■ **Aim**: Please rename "roi" to "region" throughout the rows below and leave everything else unchanged.

■ **Input data**:
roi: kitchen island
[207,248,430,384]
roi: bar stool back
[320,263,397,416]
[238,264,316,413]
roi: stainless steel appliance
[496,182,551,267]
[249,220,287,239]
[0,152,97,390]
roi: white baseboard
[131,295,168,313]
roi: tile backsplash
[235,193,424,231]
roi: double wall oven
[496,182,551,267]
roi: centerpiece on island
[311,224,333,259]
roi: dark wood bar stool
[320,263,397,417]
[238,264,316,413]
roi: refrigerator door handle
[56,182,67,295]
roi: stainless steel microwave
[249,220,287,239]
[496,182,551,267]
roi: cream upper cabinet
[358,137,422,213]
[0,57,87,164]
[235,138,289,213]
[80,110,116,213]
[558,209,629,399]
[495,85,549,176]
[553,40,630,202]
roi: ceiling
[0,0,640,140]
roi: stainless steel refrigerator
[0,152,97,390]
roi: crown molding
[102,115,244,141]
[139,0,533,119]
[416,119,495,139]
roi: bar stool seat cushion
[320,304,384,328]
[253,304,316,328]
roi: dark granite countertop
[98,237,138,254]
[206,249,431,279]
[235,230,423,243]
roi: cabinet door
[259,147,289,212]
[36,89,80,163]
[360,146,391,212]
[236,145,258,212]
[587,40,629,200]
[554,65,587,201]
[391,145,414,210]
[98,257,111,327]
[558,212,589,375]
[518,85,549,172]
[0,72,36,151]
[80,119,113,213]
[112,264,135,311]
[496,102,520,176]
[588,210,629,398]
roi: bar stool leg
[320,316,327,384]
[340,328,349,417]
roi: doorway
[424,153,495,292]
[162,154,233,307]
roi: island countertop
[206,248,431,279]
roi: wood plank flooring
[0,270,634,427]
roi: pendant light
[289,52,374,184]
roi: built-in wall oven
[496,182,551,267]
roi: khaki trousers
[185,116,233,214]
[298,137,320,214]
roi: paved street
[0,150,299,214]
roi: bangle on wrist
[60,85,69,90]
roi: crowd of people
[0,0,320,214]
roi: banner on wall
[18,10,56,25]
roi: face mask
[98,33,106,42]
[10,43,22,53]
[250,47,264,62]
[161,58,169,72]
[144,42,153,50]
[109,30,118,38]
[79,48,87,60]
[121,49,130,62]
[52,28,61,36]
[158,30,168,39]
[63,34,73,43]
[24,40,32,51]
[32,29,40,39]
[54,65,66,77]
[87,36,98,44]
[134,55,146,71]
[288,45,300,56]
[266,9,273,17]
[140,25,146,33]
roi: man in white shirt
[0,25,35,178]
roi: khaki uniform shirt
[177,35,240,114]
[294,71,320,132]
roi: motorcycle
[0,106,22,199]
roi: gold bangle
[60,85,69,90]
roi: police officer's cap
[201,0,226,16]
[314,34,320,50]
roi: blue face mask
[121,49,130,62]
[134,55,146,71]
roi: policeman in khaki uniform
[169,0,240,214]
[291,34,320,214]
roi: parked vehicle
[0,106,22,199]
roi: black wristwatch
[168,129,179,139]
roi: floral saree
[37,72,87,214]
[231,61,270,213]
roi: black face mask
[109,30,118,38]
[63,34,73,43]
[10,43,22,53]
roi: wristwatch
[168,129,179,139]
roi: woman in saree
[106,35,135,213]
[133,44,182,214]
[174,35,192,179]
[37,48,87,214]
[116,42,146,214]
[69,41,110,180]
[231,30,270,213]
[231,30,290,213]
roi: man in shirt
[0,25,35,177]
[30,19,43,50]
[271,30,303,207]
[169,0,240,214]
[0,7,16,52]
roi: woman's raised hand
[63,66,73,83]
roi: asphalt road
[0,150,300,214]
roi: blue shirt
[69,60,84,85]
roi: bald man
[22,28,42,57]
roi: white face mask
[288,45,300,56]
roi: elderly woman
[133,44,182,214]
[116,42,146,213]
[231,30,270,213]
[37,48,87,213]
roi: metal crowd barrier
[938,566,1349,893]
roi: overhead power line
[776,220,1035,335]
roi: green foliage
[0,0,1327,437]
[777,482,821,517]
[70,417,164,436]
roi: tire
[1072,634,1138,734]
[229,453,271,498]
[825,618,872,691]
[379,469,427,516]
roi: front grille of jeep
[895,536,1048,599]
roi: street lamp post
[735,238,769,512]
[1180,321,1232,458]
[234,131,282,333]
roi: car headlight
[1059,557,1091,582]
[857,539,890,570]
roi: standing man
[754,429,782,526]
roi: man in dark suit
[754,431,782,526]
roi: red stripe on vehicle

■ **Solution below**:
region: kitchen island
[207,248,430,384]
region: bar stool back
[320,263,397,416]
[238,264,316,413]
region: stainless steel appliance
[496,182,551,267]
[249,220,287,239]
[0,152,97,390]
region: white baseboard
[131,295,168,313]
region: tile backsplash
[235,193,424,231]
region: double wall oven
[496,182,551,267]
region: centerpiece on island
[311,224,333,259]
region: dark wood bar stool
[320,263,397,417]
[238,264,316,413]
region: refrigerator door handle
[56,182,67,295]
region: stainless steel microwave
[249,220,287,239]
[496,182,551,267]
region: cream upper cabinet
[358,137,422,213]
[0,57,87,164]
[235,138,289,213]
[80,110,116,213]
[558,209,629,399]
[495,85,549,176]
[553,40,630,202]
region: ceiling
[0,0,640,140]
region: stainless steel refrigerator
[0,152,97,390]
region: crown molding
[102,115,244,141]
[139,0,533,119]
[416,119,495,139]
region: bar stool seat cushion
[320,304,384,328]
[253,304,316,328]
region: dark granite countertop
[98,237,138,254]
[206,249,431,279]
[235,230,423,243]
region: cabinet door
[259,147,289,212]
[36,89,80,163]
[360,146,391,212]
[236,145,258,212]
[587,40,629,200]
[554,65,587,201]
[391,145,414,210]
[98,257,111,327]
[558,212,589,375]
[518,85,549,172]
[0,72,36,151]
[80,119,113,213]
[112,264,135,311]
[496,102,520,176]
[588,210,629,398]
region: bar stool leg
[320,316,327,384]
[340,328,349,417]
region: doorway
[424,153,495,292]
[162,154,233,307]
region: island countertop
[206,248,431,279]
region: wood plank flooring
[0,270,634,427]
region: pendant light
[289,52,374,184]
region: built-in wall oven
[496,182,551,267]
region: khaki trousers
[185,116,233,214]
[298,137,320,214]
region: paved street
[0,150,299,214]
region: bangle on wrist
[60,85,69,90]
region: crowd of people
[0,0,320,214]
region: banner on wall
[18,10,56,25]
region: face mask
[98,33,106,42]
[10,43,22,53]
[250,47,264,62]
[161,58,169,72]
[144,42,153,50]
[109,30,118,38]
[79,48,87,60]
[121,49,130,62]
[52,28,61,36]
[158,30,168,39]
[63,34,73,43]
[24,40,32,51]
[32,29,40,39]
[54,65,66,77]
[87,36,98,44]
[134,55,146,71]
[288,45,300,56]
[266,9,273,17]
[140,25,146,33]
region: man in white shirt
[0,25,35,178]
region: khaki uniform shirt
[177,35,240,114]
[294,71,320,132]
region: motorcycle
[0,106,22,199]
region: gold bangle
[60,85,69,90]
region: police officer's cap
[201,0,226,16]
[314,34,320,50]
region: blue face mask
[121,49,130,62]
[134,55,146,71]
region: policeman in khaki uniform
[169,0,240,214]
[291,34,320,214]
region: parked vehicle
[0,106,22,199]
region: black wristwatch
[168,129,179,139]
region: floral saree
[37,72,87,214]
[231,61,270,213]
region: black face mask
[109,30,118,38]
[63,34,73,43]
[10,43,22,53]
region: wristwatch
[168,129,179,139]
region: woman in saree
[106,35,135,213]
[133,44,182,214]
[174,35,192,179]
[37,48,87,214]
[116,42,146,214]
[69,41,110,180]
[231,30,270,213]
[231,30,290,213]
region: man in shirt
[0,25,35,177]
[30,19,43,50]
[271,30,303,207]
[169,0,240,214]
[0,7,16,52]
region: woman's raised hand
[63,66,73,83]
region: asphalt road
[0,150,300,214]
region: blue shirt
[69,60,84,85]
region: bald man
[22,28,42,57]
region: white face mask
[288,45,300,56]
region: elderly woman
[133,44,182,214]
[116,42,146,213]
[231,30,270,213]
[37,48,87,213]
region: metal crowd barrier
[938,566,1349,893]
region: overhead power line
[776,220,1035,335]
region: green foliage
[0,0,1327,437]
[777,482,821,517]
[70,417,164,436]
region: tire
[1072,634,1138,734]
[229,453,271,498]
[825,618,872,691]
[379,469,427,516]
region: front grille of jeep
[895,536,1048,599]
region: street lamp post
[735,238,769,512]
[1180,321,1232,458]
[234,131,282,333]
region: car headlight
[1059,557,1091,582]
[857,539,890,570]
region: standing man
[754,429,782,526]
region: man in dark suit
[754,431,782,526]
region: red stripe on vehicle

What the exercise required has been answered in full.